Required tasks:
1 – Rewrite the post about life with a new baby from "I wrote back" up to and including "you want kids?", swapping "boring" for "dull".
2 – Continue the post about life with a new baby from where it stops.

Excerpted text:
--- --- ---
I wrote back in February about how we kept hearing all of these huge changes were coming to our lives. This is the after post where I revisit my statements, and eat them if necessary.
- Your life is over.
My life has just begun. Seriously. In order for my life to have been over, I would have needed one to begin with. I’m an incredibly boring person, and I enjoy it. Now, I have things to do. I have a person to take care of (an additional person. I’m pretty good at taking care of Mr. Polish). No, I don’t have the free time I once had. I don’t sit and read entire books in a day, but I also don’t want to. I want to hold my son, and I want to spend time with him and my husband. My life is far from over.
- Are you sure you want kids?
Of course I’m sure, and of course I do. My feelings on this matter haven’t changed at all. As much of an adjustment it has been bringing Isaiah home, I’m already thinking about our next child. Of course it wouldn’t be easy if we had another newborn right this second, but if it happened, we would do it.
- You’ll never see your friends again.
--- --- ---
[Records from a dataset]
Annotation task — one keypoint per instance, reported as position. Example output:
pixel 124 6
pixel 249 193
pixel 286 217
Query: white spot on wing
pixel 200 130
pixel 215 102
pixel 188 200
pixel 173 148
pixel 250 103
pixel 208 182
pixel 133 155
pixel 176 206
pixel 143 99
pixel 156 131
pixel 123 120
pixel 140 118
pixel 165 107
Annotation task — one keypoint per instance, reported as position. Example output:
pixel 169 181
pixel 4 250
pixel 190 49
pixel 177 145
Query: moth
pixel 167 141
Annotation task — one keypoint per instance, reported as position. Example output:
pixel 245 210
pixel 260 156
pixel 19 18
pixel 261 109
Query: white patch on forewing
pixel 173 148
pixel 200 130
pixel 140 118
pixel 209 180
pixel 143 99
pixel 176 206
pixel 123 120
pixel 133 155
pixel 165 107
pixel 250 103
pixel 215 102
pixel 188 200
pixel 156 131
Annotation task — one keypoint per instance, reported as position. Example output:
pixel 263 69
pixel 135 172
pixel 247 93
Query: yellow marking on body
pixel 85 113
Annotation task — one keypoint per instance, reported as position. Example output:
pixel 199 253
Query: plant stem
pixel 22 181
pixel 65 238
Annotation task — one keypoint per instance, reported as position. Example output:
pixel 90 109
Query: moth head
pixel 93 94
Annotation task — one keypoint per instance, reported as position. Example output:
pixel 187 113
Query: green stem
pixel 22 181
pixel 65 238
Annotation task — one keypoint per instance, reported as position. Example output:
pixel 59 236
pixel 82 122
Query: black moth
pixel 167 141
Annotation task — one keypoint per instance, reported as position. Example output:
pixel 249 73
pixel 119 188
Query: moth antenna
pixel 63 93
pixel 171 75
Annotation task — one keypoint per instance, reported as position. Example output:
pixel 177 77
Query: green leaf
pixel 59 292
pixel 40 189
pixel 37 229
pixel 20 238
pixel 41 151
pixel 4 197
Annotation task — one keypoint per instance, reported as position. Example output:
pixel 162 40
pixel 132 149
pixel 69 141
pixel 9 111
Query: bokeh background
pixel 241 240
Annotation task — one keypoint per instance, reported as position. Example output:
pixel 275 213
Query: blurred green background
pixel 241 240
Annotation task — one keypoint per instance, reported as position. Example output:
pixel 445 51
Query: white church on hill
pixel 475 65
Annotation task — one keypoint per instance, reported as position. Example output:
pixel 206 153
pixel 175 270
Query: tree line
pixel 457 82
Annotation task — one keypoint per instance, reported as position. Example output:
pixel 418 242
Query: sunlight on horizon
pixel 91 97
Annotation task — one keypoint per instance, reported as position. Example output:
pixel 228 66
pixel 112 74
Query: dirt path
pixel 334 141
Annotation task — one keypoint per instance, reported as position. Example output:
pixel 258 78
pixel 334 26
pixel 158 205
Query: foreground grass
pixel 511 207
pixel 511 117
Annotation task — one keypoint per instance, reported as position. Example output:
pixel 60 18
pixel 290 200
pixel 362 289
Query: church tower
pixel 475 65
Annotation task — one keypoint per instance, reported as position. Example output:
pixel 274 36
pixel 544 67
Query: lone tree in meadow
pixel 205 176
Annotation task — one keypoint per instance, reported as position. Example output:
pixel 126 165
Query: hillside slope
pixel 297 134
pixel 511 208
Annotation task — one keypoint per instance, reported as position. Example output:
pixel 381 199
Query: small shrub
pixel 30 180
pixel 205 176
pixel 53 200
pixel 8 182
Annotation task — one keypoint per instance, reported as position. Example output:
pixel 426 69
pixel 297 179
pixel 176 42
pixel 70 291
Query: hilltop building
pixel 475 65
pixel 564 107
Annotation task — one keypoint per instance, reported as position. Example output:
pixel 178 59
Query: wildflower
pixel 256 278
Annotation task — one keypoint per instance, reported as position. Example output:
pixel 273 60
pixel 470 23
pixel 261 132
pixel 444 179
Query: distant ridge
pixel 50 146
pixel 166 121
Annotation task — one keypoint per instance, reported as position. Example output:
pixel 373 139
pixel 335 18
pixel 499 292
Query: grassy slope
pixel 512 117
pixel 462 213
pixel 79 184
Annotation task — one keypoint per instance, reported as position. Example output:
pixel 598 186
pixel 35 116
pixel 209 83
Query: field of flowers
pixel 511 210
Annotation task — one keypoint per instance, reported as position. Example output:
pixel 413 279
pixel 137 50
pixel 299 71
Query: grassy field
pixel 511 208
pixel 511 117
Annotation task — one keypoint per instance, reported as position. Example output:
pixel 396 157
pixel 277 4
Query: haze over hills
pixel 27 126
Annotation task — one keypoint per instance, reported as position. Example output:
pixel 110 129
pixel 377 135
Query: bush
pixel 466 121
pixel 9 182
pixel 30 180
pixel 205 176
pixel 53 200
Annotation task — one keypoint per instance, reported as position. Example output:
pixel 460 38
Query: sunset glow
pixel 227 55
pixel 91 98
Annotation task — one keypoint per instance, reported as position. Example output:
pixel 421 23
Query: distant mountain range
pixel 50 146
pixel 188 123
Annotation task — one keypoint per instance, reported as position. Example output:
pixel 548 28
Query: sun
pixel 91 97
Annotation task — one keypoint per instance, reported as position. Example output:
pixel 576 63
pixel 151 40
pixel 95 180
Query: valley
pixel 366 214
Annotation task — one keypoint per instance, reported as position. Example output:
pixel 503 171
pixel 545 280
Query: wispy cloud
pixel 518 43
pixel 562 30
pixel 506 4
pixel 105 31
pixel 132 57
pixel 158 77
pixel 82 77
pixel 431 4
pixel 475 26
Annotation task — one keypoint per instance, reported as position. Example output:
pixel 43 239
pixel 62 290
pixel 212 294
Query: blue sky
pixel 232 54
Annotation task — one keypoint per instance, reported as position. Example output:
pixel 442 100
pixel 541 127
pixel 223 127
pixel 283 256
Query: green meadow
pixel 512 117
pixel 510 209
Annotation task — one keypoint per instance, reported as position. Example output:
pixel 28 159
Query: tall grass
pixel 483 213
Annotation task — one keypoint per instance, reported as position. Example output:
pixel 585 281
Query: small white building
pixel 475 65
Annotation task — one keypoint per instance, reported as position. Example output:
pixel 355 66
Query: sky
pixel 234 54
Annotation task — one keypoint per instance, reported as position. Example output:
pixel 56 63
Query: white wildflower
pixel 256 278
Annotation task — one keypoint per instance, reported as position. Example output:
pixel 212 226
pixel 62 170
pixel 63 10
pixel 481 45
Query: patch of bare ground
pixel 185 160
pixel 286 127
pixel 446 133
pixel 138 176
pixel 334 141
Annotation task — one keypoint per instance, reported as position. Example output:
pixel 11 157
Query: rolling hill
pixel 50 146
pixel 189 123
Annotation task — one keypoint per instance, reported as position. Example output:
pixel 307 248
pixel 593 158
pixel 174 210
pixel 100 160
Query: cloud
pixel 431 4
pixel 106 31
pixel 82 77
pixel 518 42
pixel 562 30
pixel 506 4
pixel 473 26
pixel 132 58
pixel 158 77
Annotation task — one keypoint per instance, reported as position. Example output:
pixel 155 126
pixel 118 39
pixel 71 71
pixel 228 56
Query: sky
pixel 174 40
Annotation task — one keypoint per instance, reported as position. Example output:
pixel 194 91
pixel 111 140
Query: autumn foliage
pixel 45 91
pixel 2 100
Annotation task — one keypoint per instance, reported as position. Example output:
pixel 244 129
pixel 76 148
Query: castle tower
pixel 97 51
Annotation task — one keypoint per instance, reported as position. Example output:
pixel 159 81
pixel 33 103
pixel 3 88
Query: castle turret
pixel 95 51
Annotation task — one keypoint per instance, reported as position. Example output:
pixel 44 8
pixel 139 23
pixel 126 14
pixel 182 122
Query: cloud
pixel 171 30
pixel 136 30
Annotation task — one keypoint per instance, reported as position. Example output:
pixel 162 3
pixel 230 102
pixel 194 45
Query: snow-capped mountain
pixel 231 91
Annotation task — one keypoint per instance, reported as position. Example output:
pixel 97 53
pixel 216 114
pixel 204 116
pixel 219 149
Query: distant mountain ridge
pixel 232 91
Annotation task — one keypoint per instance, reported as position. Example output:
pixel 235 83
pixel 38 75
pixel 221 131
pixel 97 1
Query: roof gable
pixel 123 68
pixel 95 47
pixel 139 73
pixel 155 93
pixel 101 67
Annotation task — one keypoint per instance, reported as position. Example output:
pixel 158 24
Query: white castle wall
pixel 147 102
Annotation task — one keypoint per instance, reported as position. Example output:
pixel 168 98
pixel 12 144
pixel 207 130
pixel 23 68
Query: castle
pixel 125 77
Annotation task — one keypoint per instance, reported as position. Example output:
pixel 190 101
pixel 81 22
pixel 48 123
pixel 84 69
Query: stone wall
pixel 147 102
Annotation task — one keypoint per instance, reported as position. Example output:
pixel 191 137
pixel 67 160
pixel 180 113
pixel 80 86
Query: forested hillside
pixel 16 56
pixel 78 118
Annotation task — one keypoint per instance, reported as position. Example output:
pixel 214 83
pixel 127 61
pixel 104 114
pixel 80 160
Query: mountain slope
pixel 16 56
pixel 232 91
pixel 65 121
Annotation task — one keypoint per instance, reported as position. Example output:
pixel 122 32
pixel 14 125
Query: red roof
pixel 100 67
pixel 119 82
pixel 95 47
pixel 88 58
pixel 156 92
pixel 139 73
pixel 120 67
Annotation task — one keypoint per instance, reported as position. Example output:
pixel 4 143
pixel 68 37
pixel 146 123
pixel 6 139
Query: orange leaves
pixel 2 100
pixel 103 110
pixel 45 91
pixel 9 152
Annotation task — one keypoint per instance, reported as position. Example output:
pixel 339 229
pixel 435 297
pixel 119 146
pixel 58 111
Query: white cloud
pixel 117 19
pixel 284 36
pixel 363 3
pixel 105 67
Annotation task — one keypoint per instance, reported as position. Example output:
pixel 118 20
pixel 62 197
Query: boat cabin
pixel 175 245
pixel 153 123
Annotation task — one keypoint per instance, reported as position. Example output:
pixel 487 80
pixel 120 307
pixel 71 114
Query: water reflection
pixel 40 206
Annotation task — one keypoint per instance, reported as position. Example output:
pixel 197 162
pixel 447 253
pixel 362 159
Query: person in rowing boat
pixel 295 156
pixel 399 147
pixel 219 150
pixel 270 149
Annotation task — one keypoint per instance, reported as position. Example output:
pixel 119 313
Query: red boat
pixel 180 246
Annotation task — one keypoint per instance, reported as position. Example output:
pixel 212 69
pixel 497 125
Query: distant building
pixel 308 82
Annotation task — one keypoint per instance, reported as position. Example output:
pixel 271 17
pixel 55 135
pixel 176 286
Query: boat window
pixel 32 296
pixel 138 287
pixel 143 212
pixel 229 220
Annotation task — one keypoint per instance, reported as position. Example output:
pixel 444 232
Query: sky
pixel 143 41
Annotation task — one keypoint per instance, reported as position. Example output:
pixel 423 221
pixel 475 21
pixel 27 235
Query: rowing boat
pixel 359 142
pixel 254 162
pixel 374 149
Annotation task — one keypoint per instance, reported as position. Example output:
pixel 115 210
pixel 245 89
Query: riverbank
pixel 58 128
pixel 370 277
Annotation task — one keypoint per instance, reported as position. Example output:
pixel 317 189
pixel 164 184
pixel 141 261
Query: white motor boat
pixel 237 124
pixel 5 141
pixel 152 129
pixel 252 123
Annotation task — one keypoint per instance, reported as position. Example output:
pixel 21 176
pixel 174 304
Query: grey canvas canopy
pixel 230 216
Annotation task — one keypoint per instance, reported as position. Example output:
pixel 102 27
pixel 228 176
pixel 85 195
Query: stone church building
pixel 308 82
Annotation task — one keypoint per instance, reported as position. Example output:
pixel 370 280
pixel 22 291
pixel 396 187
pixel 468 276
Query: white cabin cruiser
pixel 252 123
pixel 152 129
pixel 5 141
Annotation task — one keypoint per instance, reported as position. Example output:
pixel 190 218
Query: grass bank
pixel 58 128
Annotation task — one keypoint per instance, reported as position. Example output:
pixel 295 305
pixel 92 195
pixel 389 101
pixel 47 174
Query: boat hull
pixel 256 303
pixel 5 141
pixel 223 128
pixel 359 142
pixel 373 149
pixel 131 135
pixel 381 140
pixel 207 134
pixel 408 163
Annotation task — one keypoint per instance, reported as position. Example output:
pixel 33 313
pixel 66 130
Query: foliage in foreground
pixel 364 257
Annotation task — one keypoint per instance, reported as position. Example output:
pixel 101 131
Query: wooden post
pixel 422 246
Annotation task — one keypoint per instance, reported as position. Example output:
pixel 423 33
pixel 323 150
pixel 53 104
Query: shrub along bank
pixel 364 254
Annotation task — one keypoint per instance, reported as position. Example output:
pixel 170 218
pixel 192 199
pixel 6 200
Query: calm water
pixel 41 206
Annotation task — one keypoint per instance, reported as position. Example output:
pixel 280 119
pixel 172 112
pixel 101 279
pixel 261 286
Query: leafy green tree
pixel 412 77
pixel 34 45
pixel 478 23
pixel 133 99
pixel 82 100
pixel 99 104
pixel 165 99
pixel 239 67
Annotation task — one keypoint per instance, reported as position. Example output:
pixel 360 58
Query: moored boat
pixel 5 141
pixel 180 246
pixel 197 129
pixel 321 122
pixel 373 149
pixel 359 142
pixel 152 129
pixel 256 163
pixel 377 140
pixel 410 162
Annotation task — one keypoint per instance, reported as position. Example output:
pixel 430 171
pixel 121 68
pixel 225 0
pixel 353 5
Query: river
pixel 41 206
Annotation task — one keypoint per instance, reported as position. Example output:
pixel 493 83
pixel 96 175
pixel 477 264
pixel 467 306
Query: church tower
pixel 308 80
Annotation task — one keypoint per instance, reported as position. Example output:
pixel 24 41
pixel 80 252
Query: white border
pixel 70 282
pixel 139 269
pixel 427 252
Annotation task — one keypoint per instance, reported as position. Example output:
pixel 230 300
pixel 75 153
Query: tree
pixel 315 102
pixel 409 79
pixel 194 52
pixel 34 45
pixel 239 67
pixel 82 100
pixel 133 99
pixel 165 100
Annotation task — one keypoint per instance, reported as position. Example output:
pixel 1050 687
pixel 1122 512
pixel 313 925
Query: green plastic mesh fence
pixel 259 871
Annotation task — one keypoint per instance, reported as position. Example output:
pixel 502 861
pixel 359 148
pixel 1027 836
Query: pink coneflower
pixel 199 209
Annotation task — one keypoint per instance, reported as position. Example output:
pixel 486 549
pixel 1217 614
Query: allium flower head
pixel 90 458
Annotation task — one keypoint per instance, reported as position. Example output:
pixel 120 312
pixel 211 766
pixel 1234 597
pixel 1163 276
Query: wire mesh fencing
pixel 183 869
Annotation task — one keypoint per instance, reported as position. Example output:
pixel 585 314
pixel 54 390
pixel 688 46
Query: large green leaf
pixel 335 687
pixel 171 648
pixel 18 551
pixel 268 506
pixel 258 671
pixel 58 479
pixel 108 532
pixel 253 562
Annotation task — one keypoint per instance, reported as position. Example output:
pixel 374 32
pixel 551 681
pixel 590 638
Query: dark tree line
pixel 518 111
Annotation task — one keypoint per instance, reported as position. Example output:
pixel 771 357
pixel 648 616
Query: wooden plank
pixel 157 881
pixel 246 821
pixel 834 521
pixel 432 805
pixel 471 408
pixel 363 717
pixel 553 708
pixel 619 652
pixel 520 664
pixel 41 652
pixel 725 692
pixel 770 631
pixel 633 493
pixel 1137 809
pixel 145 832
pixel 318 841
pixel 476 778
--- --- ---
Answers for each item:
1 –
I wrote back in February about how we kept hearing all of these huge changes were coming to our lives. This is the after post where I revisit my statements, and eat them if necessary.
- Your life is over.
My life has just begun. Seriously. In order for my life to have been over, I would have needed one to begin with. I’m an incredibly dull person, and I enjoy it. Now, I have things to do. I have a person to take care of (an additional person. I’m pretty good at taking care of Mr. Polish). No, I don’t have the free time I once had. I don’t sit and read entire books in a day, but I also don’t want to. I want to hold my son, and I want to spend time with him and my husband. My life is far from over.
- Are you sure you want kids?

2 –
Does this start after they’ve all visited? I’ve seen more of my friends in the past week than I did in three years. Seriously. We have things in common again. They have kids, and we joined that club. We have things to talk about again. I know we’re just starting in this, but I don’t anticipate this being true.
- Your marriage will never be the same.
Preach the truth. My marriage will never be the same, because once you add depth like this, it won’t go away. We both agree that since Isaiah was born our marriage has gotten much stronger. We are working together as a team. We love each other. We rock this.
- Your XBox time is over.
Whoever managed to make this happen, please let me know. I’m seeing no such evidence.
- I will become Mr. Polish’s manager.
Not in the slightest. I have thought about this statement a lot though, and I think it has to do with the personalities of the husband and wife. We went into this consciously avoiding the manager/managed situation. We both still do what we want. We talk more about things before they happen, but I’m not his boss, and I don’t want to be.
I will admit that the one thing I didn’t understand before Isaiah was born was the amount of overwhelming and all consuming love that I feel for him. Never in my life has my heart melted at the sight of a sleepy smile or yawn. I’ve never instantly loved anyone, but I can’t say that anymore. If I ever tell an expectant parent that they don’t understand, it will be the love that I speak of.
I mean really. Look at that face.
wonderful pea / 17279 posts
Your enthusiam is infectious!
blogger / pomegranate / 3300 posts
Beautiful!!! I’m so glad you are doing well. It’s true that until you are a parent you don’t understand. But it’s not the business, tiredness, or loosing your free time. It is absolutely the love that us unexplainable!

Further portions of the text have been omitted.